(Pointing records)
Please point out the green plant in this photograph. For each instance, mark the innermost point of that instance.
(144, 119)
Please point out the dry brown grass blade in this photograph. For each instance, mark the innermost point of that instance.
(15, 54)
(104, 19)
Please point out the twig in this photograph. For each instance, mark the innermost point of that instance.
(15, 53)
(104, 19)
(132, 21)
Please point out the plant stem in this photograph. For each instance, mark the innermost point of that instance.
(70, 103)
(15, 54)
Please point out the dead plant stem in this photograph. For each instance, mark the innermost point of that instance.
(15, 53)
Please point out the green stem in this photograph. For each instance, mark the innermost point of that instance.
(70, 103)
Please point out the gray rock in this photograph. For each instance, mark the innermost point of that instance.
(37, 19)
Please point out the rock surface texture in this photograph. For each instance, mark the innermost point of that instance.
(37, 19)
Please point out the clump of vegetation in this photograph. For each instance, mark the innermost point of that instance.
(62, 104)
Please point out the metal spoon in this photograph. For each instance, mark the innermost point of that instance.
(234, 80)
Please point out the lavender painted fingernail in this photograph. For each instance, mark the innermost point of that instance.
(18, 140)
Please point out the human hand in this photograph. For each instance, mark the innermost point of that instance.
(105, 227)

TASK GOAL: Word for word, quote all of the data above.

FINISHED ANSWER:
Please point out the green plant in this photograph. For each instance, mark the innermost point of that instance.
(144, 119)
Please point out the dry brown grass blade in this photograph. For each instance, mark the innermost point of that instance.
(15, 54)
(104, 19)
Please point out the twig in this photograph. For each instance, mark the innermost point of that instance.
(15, 53)
(104, 19)
(132, 21)
Please point out the plant stem in this photograph. For each instance, mark the innermost point of that instance.
(70, 103)
(15, 54)
Please point out the dead plant stem in this photograph. For each instance, mark the innermost point of that instance.
(15, 53)
Please point out the green stem in this photograph. For each instance, mark the innermost point of that instance.
(70, 103)
Please point out the gray rock in this photograph. For each instance, mark the innermost point of that instance.
(37, 19)
Please point out the rock surface texture in this photograph. For each instance, mark the innermost point of that instance.
(37, 19)
Please point out the clump of vegetation in this photograph. For each instance, mark the innermost point of that instance.
(62, 104)
Please point out the metal spoon in this photograph. For each instance, mark the innermost point of that instance.
(234, 80)
Please point out the lavender painted fingernail in this photograph. For each instance, mark the innermost point of that instance.
(18, 140)
Please point out the human hand in this photograph. For each instance, mark the innermost point of that instance.
(105, 227)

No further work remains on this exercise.